_Work request_
The lines to find are those in the entries that hold the word "skin"; copy every one of them.

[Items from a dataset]
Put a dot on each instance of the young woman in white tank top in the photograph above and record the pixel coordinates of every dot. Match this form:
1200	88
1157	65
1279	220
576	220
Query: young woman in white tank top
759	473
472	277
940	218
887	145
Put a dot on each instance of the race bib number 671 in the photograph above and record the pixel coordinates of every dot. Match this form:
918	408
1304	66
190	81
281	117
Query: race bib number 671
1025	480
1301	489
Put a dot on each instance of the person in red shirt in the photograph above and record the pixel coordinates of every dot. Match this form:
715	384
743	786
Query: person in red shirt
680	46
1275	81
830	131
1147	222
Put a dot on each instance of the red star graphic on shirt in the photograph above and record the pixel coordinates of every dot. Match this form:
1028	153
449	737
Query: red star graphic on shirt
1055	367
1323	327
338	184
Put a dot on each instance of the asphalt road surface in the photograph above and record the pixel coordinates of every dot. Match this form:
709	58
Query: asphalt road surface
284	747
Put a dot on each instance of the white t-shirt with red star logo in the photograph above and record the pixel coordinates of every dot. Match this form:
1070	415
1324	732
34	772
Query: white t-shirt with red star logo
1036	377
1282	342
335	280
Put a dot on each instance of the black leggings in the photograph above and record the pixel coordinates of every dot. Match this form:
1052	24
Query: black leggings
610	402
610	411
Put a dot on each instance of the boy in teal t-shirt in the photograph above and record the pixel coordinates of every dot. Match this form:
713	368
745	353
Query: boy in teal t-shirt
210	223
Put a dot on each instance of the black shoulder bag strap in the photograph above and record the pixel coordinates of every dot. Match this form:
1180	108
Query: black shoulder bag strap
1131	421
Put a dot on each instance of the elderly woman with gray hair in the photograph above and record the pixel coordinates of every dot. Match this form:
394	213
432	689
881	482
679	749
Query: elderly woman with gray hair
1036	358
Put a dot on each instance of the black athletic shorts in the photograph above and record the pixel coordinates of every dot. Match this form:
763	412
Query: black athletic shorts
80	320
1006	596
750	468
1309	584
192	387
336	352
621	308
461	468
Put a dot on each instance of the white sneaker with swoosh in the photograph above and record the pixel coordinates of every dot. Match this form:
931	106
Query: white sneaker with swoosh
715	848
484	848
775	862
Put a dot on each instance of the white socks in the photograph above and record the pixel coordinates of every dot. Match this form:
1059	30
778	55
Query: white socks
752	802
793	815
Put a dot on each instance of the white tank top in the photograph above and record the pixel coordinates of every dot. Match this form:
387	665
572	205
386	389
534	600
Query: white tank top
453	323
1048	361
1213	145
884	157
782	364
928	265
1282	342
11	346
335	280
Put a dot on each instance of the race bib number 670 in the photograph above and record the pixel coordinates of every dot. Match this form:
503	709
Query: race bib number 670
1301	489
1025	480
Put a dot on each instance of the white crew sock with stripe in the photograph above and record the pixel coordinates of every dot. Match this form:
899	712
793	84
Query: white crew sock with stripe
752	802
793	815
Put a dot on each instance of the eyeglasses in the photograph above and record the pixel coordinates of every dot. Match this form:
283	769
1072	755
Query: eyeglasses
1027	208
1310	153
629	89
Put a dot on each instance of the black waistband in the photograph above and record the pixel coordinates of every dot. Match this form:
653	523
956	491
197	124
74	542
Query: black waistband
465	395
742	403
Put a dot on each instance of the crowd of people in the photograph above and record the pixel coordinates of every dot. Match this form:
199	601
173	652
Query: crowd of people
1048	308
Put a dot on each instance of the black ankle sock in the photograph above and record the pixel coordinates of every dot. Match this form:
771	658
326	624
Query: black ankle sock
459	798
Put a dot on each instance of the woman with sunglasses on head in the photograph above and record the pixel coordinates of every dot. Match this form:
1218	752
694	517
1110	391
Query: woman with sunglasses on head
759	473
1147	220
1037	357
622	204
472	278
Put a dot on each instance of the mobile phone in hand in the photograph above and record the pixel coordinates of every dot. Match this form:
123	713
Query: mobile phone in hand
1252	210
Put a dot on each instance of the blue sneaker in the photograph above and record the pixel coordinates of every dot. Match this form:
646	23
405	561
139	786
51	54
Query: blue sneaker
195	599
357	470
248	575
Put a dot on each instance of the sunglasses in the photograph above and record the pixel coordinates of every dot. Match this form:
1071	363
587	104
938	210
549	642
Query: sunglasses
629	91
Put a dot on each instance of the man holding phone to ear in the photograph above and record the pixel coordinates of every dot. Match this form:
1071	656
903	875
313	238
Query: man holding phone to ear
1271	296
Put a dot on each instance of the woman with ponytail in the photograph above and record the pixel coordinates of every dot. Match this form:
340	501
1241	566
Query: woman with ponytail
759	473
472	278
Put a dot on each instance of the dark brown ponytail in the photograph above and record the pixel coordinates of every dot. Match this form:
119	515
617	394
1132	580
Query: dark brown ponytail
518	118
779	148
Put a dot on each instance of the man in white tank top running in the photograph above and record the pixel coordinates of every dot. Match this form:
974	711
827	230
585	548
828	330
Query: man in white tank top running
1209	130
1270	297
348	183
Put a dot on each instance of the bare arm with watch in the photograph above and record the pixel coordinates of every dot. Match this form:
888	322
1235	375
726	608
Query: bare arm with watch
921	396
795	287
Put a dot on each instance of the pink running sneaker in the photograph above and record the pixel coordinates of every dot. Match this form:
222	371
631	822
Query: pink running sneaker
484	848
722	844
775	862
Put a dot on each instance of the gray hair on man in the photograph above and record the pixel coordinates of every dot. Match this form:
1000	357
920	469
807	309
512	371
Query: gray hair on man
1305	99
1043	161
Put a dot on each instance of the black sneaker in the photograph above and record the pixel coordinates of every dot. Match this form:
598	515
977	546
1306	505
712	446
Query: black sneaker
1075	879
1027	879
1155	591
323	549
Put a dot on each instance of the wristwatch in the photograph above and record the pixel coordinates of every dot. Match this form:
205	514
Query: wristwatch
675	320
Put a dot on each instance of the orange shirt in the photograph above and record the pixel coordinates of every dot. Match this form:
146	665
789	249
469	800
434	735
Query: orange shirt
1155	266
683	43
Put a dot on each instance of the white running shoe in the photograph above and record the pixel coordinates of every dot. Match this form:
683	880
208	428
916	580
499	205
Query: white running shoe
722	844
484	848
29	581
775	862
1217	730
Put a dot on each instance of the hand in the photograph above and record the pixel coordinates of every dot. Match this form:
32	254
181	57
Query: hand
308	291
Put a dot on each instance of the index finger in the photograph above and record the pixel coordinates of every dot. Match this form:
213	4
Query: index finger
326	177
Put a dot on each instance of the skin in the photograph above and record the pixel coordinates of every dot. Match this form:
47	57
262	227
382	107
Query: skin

_Written solution_
Put a dot on each instance of the skin in the photograph above and record the pixel coordinates of every dot. Match this form:
Query: skin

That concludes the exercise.